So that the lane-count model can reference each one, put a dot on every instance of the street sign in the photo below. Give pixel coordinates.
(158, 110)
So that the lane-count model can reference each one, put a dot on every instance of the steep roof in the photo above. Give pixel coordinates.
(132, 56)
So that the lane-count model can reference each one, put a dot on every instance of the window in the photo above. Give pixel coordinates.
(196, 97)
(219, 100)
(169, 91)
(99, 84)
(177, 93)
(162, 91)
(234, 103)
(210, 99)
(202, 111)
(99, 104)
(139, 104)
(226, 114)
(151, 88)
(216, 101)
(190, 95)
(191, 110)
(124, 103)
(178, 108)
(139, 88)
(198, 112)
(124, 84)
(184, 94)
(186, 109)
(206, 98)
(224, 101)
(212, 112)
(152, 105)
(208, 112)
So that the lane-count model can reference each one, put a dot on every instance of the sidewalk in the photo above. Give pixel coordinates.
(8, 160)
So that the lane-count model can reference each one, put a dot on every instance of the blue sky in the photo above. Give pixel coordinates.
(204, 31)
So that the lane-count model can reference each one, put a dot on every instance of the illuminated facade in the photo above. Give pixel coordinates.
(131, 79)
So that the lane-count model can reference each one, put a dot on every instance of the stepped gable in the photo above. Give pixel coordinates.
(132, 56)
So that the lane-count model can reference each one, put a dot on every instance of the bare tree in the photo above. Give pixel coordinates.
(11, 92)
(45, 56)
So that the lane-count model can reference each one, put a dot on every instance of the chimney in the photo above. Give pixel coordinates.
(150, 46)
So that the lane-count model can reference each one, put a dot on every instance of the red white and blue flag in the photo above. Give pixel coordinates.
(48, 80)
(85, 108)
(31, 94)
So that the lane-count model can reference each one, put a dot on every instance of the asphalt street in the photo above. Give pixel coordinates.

=== Exercise ===
Write the listing out again, exactly as shown above.

=== Exercise answer ===
So that the lane-count model can reference each one, put a dot on every instance of the street sign in the photo below. Give pixel coordinates.
(158, 110)
So that the lane-count model can reference each one, put a dot on every instance of the steep roof in the photo above. Give pixel coordinates.
(132, 56)
So that the lane-count model can reference each one, put a dot on every instance of the window in the photo above. Give pixel coordinates.
(196, 97)
(219, 100)
(169, 91)
(99, 84)
(177, 93)
(162, 91)
(234, 103)
(210, 99)
(202, 111)
(99, 104)
(139, 104)
(226, 114)
(151, 88)
(216, 101)
(190, 95)
(191, 110)
(124, 103)
(178, 108)
(139, 88)
(198, 112)
(124, 84)
(184, 94)
(186, 109)
(206, 98)
(224, 101)
(212, 112)
(152, 105)
(208, 112)
So that the lane-count model can reference each one, put a dot on every instance of the sidewalk in the photo above. Give pixel coordinates.
(8, 160)
So that the lane-count model can reference each one, put a dot on every instance of the blue sky in the photo above. Give pixel coordinates.
(204, 31)
So that the lane-count model can reference each one, put a dot on every instance of the illuminated facade in the photo above. Give pixel coordinates.
(131, 79)
So that the lane-count model can reference each one, put a dot on every instance of the stepped gable in the photo above. Give pixel coordinates.
(132, 56)
So that the lane-count model can reference each one, put a dot on every instance of the bare tree in the photo above. Give pixel coordinates.
(11, 92)
(45, 56)
So that the lane-count model can reference each one, put a dot on every instance of the chimney in the photo above. Give pixel coordinates.
(150, 46)
So that the lane-count model can reference each one, put a dot on every instance of the red white and blue flag in the photo above. Give pixel coordinates.
(48, 80)
(85, 108)
(31, 94)
So that the lane-count model can reference each one, put a dot on every instance of the asphalt street in the photo above. Give pixel coordinates.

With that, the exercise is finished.